SELECTED TEXT.

- Opening Delimiter -

Though the moratorium expired this week, Wisconsin requires landlords give tenants five days’ notice to either pay or leave before they file for eviction, so the state has not yet seen a spike. But Donahoe said she is concerned about what is going to happen next week, once those five days have passed.
“I think that we could see evictions filed at a level that we’ve never ever seen before,” she said. “Renters have way fewer rights than homeowners during the process, and so I think that this crisis is going to hit harder and hit faster than the homeowners crisis [in 2008].”
Few landlords will rent to people who are unemployed, and even fewer to those with an eviction on their record. With homeless shelters already at capacity in many parts of the country, and the risk of spreading the virus still high, lawyers, housing advocates and public health officials worry that many of those who are evicted will have nowhere to go.
“Housing is paramount to preserving the public’s health, especially when the response to the pandemic has been to shelter in place,” Benfer said. “So the robustness of moratoriums is really important in order to protect public health, but also to stave off a second wave epidemic associated with a lack of safe and decent housing.”
Niklaus Salvatore, 28, moved into the apartment he lives in now in February, just weeks before he lost his job as a breakfast assistant at a hotel in Miami Beach. Before that he’d been in transition, living with a friend for six months, rent-free, so he could build up some savings.

- Closing Delimiter -

(Items stored from a collection)
- Opening Delimiter -

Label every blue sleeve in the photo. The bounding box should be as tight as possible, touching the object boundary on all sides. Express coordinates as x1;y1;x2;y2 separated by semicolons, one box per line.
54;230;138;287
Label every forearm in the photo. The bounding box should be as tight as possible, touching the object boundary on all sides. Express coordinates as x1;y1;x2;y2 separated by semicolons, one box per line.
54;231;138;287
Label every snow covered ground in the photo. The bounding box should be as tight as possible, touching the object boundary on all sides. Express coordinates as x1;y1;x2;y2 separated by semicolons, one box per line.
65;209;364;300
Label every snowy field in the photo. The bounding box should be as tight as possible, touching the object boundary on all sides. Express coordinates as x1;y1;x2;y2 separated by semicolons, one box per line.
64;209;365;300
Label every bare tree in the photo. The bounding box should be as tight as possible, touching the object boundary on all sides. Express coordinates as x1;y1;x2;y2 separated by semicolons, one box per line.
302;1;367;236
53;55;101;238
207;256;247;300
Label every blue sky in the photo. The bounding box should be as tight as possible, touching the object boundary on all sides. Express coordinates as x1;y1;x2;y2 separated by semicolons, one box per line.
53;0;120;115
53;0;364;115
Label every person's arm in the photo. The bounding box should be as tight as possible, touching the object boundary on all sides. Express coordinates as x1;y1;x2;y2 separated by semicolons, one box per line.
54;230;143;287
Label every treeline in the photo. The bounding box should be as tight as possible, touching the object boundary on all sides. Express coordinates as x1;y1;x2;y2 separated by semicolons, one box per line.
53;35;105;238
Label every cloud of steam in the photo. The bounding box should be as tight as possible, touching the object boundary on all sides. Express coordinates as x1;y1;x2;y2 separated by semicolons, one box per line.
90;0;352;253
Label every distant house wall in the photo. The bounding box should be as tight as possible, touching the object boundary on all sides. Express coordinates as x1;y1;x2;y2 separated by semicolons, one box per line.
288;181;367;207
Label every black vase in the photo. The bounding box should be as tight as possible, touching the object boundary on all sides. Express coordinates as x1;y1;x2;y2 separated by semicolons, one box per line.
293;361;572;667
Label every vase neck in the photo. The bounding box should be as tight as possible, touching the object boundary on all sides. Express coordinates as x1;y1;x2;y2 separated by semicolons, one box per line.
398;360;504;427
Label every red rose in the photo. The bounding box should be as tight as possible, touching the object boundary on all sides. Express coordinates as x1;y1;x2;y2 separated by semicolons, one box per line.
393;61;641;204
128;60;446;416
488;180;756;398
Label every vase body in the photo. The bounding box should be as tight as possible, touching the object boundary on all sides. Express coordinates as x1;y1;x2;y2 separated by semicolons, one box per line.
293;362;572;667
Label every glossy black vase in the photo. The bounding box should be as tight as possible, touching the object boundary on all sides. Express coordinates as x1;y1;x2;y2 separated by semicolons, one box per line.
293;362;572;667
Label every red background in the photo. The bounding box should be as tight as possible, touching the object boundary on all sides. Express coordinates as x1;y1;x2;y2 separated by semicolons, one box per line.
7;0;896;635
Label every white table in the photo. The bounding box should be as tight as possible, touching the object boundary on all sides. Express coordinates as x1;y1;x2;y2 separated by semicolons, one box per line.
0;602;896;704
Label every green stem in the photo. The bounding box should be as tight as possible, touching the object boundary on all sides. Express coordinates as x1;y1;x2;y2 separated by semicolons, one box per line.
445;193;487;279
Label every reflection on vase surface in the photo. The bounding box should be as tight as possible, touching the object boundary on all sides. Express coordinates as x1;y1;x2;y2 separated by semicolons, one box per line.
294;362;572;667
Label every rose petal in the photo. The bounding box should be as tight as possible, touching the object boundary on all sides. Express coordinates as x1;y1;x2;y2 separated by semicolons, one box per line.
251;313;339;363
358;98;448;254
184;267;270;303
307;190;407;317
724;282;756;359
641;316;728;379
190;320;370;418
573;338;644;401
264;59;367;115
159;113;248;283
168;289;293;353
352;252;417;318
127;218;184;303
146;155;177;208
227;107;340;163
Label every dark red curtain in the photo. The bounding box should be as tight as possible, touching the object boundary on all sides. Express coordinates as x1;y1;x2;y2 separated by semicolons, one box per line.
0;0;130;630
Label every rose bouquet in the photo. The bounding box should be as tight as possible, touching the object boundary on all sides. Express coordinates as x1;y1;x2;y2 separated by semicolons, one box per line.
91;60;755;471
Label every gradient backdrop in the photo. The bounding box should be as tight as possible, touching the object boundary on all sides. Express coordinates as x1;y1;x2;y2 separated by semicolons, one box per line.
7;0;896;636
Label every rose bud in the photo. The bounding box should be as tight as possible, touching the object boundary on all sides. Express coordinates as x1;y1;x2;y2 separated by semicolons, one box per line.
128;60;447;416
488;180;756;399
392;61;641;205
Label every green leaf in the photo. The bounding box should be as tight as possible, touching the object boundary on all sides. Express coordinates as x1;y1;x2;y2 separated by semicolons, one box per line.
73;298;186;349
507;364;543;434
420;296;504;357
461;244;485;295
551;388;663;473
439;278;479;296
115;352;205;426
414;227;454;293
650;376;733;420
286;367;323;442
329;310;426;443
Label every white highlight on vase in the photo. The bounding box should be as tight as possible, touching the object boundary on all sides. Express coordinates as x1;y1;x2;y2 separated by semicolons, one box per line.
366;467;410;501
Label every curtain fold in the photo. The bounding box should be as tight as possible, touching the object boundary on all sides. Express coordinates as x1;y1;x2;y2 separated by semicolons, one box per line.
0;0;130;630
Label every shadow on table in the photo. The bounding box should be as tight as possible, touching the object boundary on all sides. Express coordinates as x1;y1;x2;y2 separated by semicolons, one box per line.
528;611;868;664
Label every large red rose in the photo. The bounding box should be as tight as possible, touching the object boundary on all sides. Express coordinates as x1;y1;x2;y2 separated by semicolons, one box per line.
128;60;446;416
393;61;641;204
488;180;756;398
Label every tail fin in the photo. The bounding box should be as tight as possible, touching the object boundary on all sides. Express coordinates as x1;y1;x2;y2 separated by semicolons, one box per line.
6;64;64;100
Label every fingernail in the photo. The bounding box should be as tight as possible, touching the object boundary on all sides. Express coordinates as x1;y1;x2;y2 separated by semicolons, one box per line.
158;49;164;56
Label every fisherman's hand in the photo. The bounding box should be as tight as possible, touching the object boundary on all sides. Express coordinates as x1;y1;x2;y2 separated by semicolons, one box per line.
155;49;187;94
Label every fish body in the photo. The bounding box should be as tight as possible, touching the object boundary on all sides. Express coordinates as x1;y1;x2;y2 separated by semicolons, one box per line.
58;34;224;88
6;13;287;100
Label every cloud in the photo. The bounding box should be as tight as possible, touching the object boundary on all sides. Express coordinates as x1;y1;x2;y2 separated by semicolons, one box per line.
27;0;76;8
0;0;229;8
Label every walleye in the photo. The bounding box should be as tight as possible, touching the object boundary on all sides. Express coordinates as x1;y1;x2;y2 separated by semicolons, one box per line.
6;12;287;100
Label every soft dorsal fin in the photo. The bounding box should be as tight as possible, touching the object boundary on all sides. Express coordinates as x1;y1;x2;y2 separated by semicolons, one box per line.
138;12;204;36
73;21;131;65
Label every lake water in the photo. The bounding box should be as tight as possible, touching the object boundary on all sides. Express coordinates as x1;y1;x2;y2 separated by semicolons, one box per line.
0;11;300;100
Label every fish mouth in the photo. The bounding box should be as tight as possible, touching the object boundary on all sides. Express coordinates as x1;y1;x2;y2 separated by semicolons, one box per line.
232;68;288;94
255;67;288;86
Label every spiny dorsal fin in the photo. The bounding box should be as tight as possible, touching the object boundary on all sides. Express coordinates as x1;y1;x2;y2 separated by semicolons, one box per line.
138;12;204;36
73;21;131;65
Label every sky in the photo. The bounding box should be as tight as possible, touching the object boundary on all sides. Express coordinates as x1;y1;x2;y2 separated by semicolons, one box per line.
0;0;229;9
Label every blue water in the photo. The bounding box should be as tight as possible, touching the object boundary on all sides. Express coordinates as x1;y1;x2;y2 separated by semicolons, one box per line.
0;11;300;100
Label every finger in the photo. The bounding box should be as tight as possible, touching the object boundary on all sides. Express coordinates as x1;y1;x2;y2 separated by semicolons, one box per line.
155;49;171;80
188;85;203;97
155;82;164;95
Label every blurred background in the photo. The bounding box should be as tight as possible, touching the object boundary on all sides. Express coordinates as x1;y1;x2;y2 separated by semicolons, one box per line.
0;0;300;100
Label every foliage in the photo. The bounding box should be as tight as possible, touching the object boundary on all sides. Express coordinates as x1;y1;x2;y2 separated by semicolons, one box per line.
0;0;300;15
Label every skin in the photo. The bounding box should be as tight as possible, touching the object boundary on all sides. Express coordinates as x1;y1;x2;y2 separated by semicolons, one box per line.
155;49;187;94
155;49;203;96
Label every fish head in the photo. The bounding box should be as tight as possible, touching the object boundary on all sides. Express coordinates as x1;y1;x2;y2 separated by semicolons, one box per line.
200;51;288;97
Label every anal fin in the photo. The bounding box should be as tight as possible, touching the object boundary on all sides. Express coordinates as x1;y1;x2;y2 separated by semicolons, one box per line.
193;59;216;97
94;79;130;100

- Closing Delimiter -

TASK TO COMPLETE. According to the text about evictions, how many days' notice does Wisconsin require landlords to give tenants before filing for eviction? Answer using only the text about evictions.

YOUR SOLUTION. Five days' notice to either pay or leave.